**Page**.
□ □ □ □ □

Robbie Love is a PhD student at the ESRC Centre for Corpus Approaches to Social Science (CASS) at Lancaster University, where he spent four years working on the Spoken British National Corpus 2014 project.
Harry Strawson is a writer living in London and contributed recordings to the Spoken British National Corpus 2014.
Here Robbie and Harry share two different perspectives on the Spoken British National Corpus project ahead of its release next week.
Every day billions of words are uttered in hundreds of languages all over the world. For corpus linguists, that is, people who study the form, use and function of language using specialised computer software, speech is like the golden snitch in a game of Quidditch. It appears to be everywhere around you and yet it is incredibly difficult to capture.
Many examples of writing, especially those found online, are already in a format that can be read on a computer screen. Think e-books, online news articles and tweets. Whereas speech is rarely captured in a permanent form – especially private conversations among family and friends. Words are uttered and then they disappear, leaving no trace.
The result is that linguistic research is often based upon examples of writing and not speech. Transcripts of spoken interactions are rare.

□ □ □ □ □

**Data records**.
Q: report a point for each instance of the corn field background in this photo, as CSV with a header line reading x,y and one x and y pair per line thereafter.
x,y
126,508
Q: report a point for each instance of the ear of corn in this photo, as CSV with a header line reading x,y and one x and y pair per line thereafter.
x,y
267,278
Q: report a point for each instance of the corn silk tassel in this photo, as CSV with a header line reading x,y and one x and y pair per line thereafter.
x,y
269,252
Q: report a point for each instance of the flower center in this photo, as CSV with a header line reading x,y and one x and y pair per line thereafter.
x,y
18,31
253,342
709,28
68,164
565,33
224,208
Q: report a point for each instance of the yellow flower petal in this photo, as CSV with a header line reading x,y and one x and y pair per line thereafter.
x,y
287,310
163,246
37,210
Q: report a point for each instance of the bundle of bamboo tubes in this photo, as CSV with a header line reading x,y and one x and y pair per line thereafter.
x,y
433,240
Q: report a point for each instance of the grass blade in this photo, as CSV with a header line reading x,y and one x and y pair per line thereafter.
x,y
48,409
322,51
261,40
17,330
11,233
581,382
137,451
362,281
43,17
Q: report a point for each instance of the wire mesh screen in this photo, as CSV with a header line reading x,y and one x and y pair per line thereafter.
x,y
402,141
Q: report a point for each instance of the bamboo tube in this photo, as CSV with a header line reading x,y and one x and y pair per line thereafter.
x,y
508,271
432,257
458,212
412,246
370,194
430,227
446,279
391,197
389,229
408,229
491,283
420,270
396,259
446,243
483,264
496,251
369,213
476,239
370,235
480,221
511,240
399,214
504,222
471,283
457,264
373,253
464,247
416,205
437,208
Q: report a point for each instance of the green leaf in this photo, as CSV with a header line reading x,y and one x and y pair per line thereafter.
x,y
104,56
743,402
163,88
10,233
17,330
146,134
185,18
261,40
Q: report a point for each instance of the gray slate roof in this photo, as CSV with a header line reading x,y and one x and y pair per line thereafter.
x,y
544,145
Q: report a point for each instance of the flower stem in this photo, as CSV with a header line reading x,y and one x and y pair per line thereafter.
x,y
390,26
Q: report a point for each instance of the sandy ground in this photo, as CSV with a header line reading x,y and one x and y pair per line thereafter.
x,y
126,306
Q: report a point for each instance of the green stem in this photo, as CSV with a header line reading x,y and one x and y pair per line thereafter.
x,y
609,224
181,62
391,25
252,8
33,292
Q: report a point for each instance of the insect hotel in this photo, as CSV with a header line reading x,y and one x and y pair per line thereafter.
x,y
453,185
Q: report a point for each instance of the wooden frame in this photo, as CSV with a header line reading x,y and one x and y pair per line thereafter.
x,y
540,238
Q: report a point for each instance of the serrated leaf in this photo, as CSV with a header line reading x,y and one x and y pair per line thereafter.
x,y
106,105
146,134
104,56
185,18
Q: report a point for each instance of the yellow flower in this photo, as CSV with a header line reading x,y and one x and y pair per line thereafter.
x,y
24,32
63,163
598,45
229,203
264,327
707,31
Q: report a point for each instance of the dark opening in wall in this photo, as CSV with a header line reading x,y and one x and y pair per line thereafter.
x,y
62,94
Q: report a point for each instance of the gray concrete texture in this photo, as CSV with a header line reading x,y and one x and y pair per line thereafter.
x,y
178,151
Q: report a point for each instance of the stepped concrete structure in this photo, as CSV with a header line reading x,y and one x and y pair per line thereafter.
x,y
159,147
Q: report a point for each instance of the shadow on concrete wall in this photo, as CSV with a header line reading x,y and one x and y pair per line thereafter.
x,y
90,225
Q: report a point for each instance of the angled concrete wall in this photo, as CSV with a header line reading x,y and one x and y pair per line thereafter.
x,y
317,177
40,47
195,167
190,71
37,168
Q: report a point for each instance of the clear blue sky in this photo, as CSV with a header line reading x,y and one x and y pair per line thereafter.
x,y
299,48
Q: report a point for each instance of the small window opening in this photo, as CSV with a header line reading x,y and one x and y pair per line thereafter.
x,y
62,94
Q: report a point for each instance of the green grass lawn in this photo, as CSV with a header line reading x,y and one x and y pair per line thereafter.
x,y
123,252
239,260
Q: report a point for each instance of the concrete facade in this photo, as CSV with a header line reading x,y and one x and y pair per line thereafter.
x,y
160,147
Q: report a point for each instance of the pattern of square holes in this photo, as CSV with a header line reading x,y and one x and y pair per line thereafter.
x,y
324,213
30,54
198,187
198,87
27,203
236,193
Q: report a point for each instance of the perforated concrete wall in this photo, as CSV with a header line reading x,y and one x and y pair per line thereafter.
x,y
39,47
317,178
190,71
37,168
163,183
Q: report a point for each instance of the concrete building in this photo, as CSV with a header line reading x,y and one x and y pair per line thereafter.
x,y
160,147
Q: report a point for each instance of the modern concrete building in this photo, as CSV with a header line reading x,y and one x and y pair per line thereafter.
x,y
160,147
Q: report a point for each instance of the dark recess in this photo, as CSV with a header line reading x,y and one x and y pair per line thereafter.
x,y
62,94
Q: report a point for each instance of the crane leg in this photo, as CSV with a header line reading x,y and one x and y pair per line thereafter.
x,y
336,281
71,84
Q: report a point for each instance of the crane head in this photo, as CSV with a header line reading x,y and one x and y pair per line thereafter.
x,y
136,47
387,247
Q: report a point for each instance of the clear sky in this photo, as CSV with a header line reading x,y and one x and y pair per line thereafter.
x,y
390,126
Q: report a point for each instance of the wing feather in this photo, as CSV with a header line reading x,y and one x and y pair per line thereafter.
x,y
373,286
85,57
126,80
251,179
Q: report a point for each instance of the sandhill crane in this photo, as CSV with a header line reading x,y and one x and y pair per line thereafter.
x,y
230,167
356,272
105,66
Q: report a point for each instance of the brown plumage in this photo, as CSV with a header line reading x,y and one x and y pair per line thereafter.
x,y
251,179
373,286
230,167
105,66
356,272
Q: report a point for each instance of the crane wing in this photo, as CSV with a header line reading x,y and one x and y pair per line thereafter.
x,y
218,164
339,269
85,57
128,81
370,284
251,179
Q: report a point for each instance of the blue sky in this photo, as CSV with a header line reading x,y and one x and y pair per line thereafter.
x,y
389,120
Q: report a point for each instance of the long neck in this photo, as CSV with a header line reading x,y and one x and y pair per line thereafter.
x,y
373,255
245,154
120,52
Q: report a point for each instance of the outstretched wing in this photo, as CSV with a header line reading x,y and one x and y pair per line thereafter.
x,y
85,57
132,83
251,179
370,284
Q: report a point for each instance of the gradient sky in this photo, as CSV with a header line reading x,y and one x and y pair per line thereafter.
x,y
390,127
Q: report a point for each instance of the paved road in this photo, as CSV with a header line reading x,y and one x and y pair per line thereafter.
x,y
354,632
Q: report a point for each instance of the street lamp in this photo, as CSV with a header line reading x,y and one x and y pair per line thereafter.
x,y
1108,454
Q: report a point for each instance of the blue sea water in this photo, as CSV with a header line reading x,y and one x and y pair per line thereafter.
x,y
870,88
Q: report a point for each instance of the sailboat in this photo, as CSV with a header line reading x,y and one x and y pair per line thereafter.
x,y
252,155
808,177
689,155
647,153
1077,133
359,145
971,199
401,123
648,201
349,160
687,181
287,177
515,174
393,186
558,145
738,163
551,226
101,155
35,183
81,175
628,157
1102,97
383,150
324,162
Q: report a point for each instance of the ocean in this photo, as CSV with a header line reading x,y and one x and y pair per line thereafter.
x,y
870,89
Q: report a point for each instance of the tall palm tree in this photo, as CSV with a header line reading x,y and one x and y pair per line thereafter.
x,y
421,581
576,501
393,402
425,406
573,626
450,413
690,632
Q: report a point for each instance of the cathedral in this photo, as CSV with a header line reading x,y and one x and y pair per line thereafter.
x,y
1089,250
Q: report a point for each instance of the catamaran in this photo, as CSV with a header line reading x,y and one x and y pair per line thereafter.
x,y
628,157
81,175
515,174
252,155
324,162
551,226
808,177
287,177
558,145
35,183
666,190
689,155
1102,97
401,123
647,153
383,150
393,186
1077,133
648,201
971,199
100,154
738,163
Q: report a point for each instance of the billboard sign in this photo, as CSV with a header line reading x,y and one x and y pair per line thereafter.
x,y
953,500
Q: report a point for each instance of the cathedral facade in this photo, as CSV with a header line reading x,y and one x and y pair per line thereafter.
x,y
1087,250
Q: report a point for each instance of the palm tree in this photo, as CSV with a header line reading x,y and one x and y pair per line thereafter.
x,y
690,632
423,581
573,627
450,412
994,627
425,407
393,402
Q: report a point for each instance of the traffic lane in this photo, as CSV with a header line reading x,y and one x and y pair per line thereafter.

□ □ □ □ □

**Job 1**. In the corpus article, what is speech compared to for corpus linguists?
**Job 2**. Write out everything in the corpus article from "Harry Strawson is" down to "difficult to capture.", word for word.
**Job 3**. Which examples of writing does the corpus article name as already being in a format that can be read on a computer screen?

**Response 1**. The golden snitch in a game of Quidditch.

**Response 2**.
Harry Strawson is a writer living in London and contributed recordings to the Spoken British National Corpus 2014.
Here Robbie and Harry share two different perspectives on the Spoken British National Corpus project ahead of its release next week.
Every day billions of words are uttered in hundreds of languages all over the world. For corpus linguists, that is, people who study the form, use and function of language using specialised computer software, speech is like the golden snitch in a game of Quidditch. It appears to be everywhere around you and yet it is incredibly difficult to capture.

**Response 3**. E-books, online news articles, and tweets.